PROBLEM TO WORK ON
With the pictures omitted, write out the entries that follow exactly as they stand.
===== EXTRACTED RECORDS =====
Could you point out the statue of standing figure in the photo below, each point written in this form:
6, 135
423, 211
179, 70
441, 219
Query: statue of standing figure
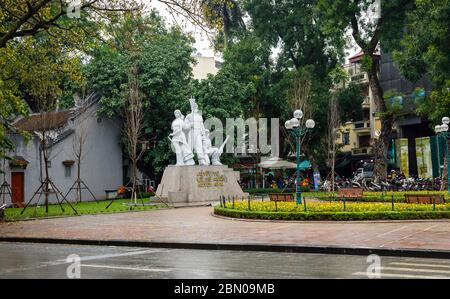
193, 124
182, 148
197, 140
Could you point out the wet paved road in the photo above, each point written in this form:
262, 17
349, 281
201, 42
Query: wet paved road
26, 260
196, 225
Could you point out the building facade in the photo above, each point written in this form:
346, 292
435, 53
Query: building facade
101, 162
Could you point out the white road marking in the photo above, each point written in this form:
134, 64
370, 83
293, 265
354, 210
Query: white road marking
407, 236
416, 270
126, 268
403, 275
420, 265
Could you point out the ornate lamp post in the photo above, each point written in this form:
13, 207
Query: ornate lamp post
442, 131
293, 125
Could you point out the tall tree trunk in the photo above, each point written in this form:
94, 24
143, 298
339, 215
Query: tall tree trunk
444, 176
79, 180
381, 144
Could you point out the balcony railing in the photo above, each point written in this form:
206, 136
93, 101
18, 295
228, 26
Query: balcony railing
362, 151
358, 125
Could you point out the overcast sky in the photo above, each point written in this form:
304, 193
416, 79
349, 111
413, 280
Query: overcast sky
202, 43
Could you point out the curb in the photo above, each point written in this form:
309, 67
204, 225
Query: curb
328, 221
292, 248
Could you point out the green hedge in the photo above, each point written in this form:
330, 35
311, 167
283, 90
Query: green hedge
368, 196
339, 216
271, 190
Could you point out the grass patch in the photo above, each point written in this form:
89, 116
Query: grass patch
83, 208
333, 211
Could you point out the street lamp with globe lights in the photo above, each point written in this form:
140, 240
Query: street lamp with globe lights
442, 131
293, 125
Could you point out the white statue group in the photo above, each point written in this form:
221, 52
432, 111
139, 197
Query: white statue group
197, 140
=====
REPLY
Could you point out the statue of standing figure in the photo below, each point written in this form:
6, 135
423, 211
179, 70
441, 219
Query: statue of standing figure
193, 124
182, 148
197, 140
Could you point out the wet paved road in the photo above, each point written in this form:
262, 17
349, 281
201, 42
Query: wet paved road
26, 260
196, 225
Could you point out the building facade in the photo above, each point written in this form:
346, 292
435, 53
Query: building facade
101, 162
Could you point out the white road marking in the photo above, each point written in this form:
134, 64
370, 83
293, 265
354, 210
Query: white road marking
407, 236
416, 270
126, 268
403, 275
420, 265
Could you point out the ornate lamp post in the photo above, each point written in this form:
13, 207
Query: ornate lamp post
442, 131
293, 125
Could you point out the tall tree trunk in the photo above, each point written in this form:
94, 24
143, 298
339, 215
Query: tall tree trunk
444, 176
79, 180
381, 144
Could you point out the balcony railing in the photo above, each point written in this form:
206, 136
93, 101
18, 295
228, 26
Query: balcony railing
362, 151
358, 125
Could you point out the overcast sky in the photo above, each point written in this form:
304, 193
416, 79
349, 111
413, 280
Query: overcast sky
202, 43
Could you point out the curb in the photo above, each point written in this form:
309, 67
204, 225
Query: curb
328, 221
292, 248
Could you point out the green hedge in the photo above, each point written in this form:
330, 35
311, 167
283, 90
Query: green hedge
368, 196
339, 216
271, 190
Could you point out the grass patch in the photo above, each point written in this form:
89, 116
Query: grass patch
83, 208
333, 211
Could you point out the street lamp with globe lights in the photo above, each point written in this form:
140, 240
Query: street lamp with globe lights
442, 131
293, 125
Could you point out the white statue group in the photo above, each point written in this form:
221, 52
432, 111
139, 197
Query: white statue group
197, 140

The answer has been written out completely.